§ **TO DO**
The answer must be a single number: how many lines in this listing hold the word "windshield".
==============================
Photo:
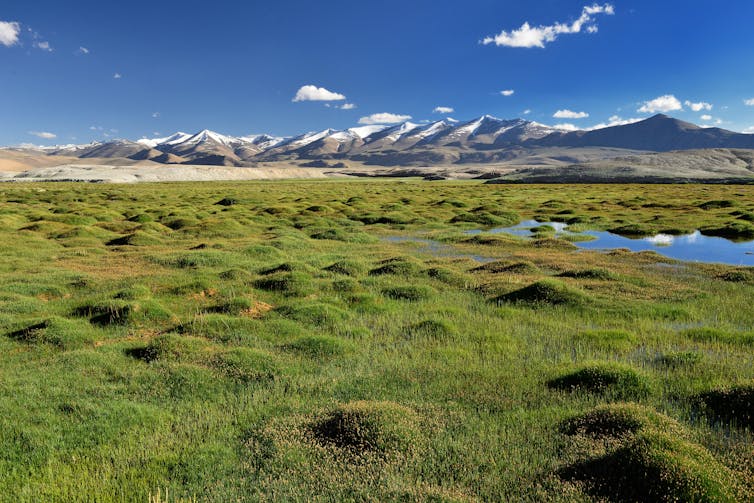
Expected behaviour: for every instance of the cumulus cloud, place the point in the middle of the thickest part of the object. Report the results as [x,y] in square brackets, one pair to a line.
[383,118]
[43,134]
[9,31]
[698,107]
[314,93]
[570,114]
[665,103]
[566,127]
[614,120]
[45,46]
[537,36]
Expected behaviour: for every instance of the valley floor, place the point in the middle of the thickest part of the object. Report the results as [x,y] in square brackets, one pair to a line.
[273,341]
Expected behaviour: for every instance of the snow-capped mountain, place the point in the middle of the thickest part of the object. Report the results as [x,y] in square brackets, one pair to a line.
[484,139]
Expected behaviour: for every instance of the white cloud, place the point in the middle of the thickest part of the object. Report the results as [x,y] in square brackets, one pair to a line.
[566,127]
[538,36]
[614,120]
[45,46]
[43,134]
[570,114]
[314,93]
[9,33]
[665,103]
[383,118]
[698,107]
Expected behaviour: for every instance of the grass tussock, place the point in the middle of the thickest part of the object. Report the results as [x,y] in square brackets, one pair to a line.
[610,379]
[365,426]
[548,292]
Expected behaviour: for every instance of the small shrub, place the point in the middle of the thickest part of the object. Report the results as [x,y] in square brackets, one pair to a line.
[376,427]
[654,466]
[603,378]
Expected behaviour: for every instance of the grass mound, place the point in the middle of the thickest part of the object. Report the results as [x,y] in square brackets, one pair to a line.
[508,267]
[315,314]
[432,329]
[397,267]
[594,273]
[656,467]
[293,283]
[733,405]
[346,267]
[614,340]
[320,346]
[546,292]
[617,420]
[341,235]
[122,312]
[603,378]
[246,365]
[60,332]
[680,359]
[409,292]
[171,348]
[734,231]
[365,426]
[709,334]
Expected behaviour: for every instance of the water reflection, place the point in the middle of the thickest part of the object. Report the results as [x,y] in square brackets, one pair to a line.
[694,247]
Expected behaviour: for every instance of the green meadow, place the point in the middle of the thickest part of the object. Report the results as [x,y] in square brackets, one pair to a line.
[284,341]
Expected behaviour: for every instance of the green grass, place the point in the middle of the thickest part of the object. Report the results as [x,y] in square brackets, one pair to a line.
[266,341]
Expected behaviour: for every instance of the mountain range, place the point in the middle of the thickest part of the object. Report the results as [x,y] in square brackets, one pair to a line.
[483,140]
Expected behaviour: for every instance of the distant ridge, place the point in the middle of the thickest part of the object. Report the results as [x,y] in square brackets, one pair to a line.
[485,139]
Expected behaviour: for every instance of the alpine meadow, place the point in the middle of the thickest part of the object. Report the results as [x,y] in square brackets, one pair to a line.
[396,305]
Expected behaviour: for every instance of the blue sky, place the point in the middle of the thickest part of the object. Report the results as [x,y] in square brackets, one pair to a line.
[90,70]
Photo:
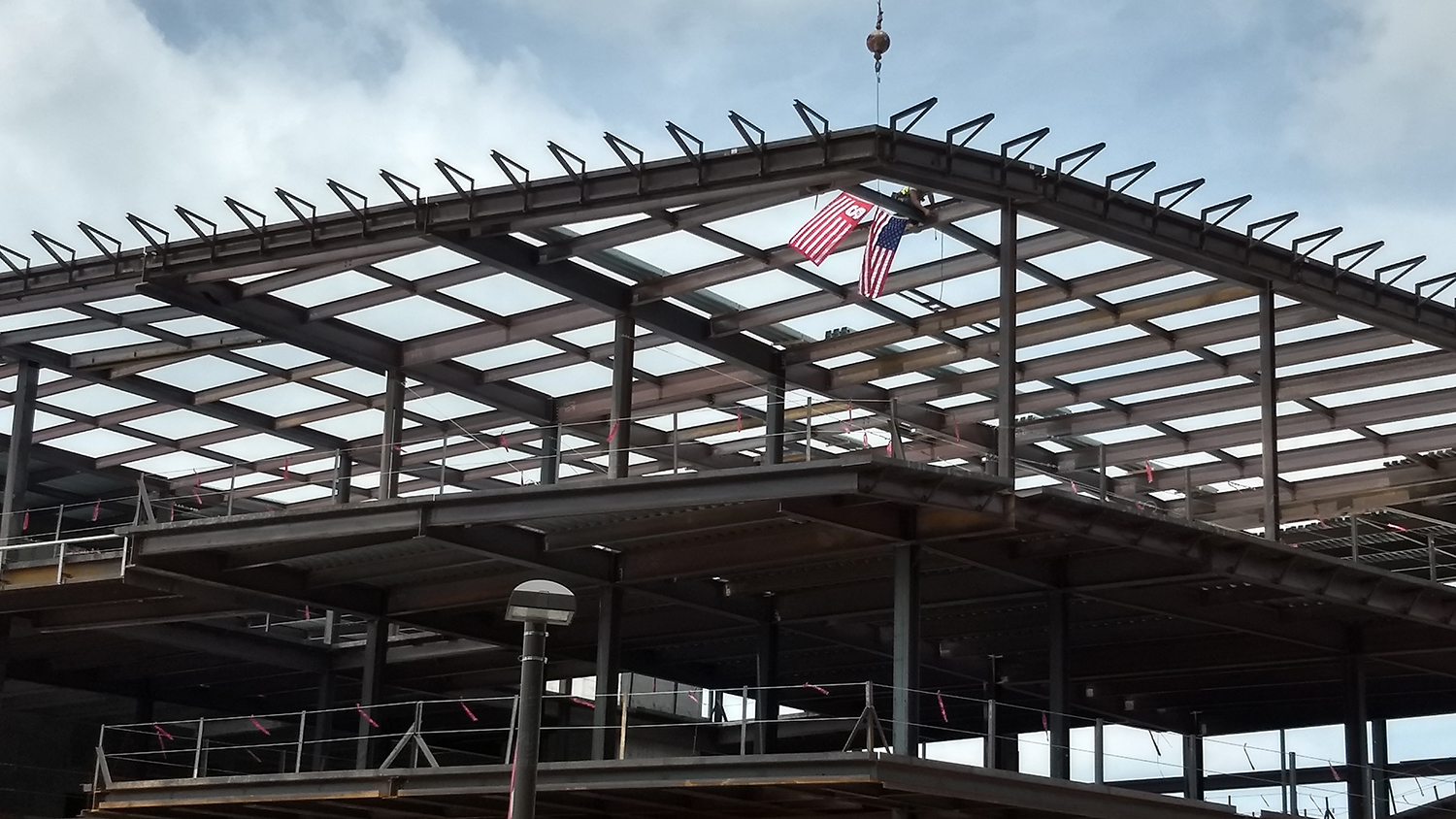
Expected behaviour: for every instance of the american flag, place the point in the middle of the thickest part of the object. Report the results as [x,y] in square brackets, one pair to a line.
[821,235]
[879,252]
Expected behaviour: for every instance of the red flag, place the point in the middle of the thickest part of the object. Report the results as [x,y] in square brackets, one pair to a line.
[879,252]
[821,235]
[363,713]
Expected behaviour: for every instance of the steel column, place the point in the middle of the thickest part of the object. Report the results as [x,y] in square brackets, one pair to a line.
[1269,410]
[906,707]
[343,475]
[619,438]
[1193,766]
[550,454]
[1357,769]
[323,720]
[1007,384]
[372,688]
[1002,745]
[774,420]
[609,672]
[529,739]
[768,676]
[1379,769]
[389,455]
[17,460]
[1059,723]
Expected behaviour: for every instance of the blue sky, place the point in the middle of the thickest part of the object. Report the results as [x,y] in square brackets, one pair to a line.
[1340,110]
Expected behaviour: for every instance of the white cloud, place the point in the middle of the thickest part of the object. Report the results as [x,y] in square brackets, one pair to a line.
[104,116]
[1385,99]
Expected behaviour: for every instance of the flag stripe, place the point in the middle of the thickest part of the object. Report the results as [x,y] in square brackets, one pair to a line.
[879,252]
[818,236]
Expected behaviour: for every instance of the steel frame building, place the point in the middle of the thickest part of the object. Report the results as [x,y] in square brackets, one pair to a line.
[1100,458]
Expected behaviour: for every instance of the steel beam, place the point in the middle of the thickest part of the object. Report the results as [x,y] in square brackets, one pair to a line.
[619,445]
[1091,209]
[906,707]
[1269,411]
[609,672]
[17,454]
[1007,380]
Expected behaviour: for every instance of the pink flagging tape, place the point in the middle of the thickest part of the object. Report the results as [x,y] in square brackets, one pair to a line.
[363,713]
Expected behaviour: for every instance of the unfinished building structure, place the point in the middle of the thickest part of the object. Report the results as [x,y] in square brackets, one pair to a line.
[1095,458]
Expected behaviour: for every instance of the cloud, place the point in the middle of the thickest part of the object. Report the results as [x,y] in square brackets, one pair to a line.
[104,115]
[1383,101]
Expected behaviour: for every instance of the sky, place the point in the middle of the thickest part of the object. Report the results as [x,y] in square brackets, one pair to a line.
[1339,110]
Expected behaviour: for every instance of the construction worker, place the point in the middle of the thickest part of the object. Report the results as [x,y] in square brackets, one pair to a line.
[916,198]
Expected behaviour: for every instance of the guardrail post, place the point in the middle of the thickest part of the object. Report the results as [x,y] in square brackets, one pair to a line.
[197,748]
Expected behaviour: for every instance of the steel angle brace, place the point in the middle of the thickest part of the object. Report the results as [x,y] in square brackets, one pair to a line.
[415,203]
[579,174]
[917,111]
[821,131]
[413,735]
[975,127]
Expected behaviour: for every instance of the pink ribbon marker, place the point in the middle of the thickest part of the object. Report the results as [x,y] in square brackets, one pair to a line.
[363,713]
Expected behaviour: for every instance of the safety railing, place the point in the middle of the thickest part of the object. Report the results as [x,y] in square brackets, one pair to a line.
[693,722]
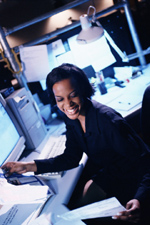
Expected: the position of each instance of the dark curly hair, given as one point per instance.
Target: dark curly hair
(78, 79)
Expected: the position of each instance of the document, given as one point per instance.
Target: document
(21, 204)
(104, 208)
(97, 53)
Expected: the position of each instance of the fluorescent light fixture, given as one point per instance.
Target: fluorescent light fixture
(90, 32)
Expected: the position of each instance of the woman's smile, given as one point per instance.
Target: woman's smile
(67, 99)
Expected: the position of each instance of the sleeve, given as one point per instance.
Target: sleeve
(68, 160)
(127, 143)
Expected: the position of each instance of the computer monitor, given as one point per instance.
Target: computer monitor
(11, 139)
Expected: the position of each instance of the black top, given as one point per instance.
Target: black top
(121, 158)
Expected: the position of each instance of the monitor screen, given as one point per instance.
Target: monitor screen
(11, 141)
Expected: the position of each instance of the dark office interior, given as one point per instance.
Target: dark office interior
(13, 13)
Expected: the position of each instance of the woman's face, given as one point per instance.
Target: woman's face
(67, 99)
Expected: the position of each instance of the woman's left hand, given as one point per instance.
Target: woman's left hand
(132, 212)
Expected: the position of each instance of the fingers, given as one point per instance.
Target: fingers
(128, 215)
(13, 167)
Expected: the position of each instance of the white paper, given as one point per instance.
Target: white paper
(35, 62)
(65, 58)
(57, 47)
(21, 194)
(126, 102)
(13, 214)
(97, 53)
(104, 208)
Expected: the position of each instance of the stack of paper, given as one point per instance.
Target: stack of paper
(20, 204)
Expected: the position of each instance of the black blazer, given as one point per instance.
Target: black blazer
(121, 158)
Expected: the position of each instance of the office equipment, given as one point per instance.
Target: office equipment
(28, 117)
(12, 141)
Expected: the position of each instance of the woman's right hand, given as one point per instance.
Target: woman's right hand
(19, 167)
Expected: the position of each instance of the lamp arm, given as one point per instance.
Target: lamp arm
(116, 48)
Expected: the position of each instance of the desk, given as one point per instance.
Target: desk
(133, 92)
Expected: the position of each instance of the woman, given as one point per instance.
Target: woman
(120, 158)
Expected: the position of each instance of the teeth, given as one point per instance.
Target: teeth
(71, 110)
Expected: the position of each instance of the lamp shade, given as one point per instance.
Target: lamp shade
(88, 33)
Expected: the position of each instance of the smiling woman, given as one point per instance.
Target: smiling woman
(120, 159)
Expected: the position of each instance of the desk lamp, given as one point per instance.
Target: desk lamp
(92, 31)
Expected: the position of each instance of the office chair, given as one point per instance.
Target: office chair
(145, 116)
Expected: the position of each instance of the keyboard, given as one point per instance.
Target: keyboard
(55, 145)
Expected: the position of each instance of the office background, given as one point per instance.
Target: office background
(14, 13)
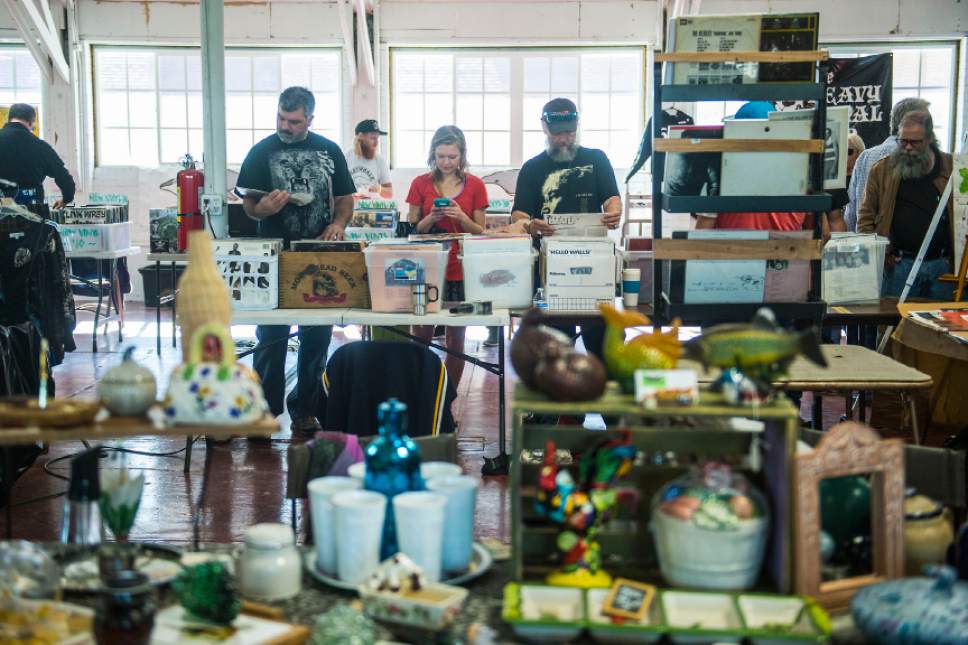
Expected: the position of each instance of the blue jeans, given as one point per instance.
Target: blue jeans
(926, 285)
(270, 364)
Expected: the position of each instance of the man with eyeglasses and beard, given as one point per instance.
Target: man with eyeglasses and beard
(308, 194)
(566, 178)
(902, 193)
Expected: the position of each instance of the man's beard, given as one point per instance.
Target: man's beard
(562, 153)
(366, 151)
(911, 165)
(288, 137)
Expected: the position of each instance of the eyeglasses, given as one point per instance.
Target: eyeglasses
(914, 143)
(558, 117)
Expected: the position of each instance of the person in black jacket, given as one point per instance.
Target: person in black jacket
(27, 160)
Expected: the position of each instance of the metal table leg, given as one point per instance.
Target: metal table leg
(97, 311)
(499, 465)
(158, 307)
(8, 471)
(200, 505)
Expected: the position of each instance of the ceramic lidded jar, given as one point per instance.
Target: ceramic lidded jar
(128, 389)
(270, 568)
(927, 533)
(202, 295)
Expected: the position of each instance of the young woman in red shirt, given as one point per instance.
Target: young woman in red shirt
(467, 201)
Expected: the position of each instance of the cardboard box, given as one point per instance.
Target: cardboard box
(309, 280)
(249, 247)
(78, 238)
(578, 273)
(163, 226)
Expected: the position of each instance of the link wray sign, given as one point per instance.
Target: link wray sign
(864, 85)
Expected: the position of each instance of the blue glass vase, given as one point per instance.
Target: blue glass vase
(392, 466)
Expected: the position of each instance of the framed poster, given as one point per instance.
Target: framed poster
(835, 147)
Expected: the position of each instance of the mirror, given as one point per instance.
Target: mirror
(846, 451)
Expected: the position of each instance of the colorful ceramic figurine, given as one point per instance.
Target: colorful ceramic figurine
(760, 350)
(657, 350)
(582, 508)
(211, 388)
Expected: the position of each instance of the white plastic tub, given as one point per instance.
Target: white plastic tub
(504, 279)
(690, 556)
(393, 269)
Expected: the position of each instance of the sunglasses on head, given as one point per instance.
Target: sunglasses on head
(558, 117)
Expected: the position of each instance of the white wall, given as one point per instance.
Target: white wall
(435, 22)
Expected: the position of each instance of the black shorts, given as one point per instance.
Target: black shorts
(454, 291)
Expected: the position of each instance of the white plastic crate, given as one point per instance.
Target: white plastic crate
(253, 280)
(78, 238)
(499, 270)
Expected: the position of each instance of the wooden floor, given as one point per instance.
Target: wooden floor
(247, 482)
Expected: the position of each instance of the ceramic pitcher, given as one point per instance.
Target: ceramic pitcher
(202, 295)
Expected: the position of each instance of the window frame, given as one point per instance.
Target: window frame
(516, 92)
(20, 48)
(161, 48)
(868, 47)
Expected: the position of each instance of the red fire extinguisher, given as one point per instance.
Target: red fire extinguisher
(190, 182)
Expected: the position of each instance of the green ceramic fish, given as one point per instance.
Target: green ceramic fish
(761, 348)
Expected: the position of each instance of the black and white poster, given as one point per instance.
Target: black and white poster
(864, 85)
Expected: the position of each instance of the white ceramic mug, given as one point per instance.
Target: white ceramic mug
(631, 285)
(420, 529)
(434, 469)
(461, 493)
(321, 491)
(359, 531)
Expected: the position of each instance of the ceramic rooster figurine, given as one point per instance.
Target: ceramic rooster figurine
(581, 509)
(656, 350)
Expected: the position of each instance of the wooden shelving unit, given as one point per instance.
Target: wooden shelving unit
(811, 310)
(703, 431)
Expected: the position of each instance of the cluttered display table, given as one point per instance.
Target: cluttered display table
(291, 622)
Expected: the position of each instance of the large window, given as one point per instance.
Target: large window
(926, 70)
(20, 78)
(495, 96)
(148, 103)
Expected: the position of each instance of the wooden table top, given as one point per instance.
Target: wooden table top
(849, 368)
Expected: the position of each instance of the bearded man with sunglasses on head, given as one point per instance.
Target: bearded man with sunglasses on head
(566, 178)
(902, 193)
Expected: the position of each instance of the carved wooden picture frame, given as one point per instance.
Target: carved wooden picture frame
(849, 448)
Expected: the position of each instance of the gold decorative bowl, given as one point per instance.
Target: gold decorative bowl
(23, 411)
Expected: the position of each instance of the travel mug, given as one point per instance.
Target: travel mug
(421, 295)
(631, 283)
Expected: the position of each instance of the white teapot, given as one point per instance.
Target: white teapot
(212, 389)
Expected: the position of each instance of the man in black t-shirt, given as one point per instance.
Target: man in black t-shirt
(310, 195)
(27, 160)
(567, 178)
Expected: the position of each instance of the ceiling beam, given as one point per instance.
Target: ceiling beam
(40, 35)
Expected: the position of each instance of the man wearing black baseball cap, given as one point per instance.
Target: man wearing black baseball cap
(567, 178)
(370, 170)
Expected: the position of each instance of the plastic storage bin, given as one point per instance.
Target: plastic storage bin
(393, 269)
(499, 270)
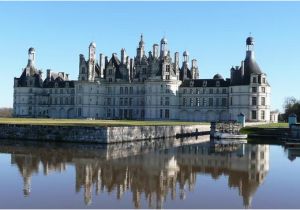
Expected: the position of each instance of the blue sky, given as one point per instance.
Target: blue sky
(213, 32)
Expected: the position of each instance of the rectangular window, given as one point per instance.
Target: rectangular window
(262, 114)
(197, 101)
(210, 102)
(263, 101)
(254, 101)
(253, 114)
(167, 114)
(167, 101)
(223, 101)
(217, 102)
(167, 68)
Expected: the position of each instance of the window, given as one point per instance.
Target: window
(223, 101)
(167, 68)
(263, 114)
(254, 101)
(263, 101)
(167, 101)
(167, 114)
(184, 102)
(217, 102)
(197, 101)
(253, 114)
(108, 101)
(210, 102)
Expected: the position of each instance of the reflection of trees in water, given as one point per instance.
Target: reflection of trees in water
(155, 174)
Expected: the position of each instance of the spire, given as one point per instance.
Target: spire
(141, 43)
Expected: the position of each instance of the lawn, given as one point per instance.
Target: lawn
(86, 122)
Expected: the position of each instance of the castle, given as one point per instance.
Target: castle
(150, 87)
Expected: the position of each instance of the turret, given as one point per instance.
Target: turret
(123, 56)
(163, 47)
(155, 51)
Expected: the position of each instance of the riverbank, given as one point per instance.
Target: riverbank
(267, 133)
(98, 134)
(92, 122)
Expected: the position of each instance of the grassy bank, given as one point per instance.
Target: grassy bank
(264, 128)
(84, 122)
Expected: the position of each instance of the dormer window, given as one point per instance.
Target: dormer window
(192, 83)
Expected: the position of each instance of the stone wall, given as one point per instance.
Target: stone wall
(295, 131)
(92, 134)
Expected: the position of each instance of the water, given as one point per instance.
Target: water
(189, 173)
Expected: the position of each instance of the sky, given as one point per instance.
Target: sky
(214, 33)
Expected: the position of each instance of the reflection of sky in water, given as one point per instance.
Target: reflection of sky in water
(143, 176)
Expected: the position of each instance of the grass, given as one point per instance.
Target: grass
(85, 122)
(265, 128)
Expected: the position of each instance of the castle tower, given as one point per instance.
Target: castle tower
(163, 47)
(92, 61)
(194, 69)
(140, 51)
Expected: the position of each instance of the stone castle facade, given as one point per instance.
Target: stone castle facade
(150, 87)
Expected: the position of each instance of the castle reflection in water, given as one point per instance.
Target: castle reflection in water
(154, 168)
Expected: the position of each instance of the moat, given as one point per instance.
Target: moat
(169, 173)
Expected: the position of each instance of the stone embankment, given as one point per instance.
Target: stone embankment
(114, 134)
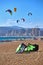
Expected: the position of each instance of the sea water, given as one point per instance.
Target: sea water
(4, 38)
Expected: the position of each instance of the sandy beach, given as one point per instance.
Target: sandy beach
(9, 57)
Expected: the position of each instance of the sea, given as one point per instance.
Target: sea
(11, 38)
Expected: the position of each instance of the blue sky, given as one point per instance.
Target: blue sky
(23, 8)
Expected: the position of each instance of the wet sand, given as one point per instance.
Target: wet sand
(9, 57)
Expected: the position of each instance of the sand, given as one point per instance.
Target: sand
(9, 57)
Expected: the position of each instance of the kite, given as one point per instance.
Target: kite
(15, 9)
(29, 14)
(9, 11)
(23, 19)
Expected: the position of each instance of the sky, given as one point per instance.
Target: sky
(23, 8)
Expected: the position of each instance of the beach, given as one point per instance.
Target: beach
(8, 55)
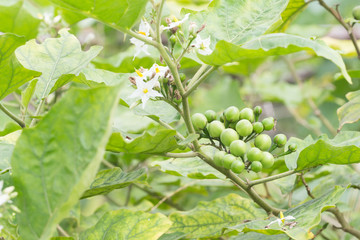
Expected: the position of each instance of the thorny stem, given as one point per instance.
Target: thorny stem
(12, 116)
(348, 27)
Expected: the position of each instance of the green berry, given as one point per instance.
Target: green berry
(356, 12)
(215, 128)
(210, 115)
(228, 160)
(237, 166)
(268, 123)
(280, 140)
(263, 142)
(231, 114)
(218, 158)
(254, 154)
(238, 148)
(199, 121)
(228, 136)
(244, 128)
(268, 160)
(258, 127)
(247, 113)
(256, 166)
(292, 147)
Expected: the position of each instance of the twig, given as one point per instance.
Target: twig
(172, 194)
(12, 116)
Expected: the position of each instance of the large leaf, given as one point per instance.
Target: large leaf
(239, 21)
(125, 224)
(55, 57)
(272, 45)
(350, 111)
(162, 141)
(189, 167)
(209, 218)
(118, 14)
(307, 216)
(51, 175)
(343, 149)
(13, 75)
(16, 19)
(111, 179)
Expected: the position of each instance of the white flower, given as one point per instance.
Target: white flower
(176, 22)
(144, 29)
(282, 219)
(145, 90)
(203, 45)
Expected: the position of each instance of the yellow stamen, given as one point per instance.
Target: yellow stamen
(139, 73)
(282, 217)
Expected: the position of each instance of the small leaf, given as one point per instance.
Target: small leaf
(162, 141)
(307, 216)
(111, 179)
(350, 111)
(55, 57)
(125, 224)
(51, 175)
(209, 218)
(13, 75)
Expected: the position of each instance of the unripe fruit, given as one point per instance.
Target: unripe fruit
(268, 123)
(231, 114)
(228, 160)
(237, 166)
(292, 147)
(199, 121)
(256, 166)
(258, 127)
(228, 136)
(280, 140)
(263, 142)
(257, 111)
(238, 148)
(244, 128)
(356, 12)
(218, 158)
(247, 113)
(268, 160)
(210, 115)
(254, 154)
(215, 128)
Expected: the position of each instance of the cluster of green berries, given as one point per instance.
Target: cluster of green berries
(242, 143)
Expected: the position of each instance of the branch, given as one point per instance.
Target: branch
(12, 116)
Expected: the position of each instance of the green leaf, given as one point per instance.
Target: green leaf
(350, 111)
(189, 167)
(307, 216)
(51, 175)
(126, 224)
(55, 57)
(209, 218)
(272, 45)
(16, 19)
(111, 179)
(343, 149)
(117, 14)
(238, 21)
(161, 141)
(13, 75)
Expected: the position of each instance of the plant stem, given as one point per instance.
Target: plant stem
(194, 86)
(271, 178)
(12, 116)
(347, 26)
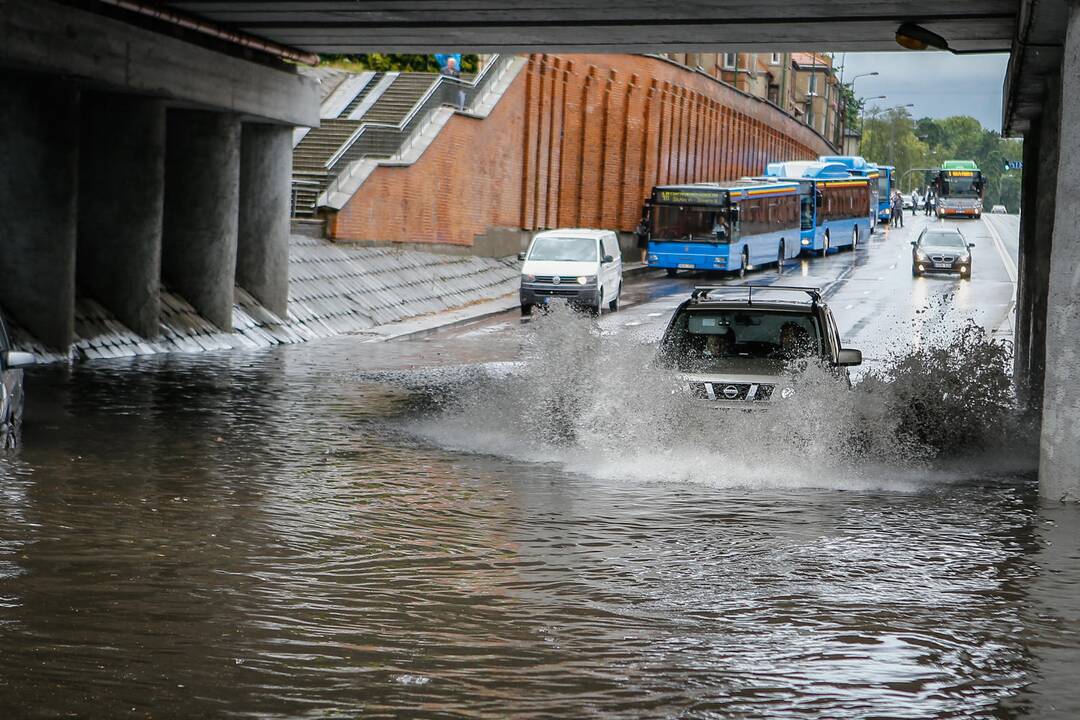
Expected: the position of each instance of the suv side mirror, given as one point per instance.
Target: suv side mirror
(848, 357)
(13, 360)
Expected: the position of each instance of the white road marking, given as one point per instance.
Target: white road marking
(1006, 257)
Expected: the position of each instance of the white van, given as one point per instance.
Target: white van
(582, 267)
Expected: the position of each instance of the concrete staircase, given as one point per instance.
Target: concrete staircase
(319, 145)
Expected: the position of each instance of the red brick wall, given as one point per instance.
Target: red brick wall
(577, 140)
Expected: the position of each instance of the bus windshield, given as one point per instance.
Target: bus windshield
==============================
§ **OUTPUT BELOW**
2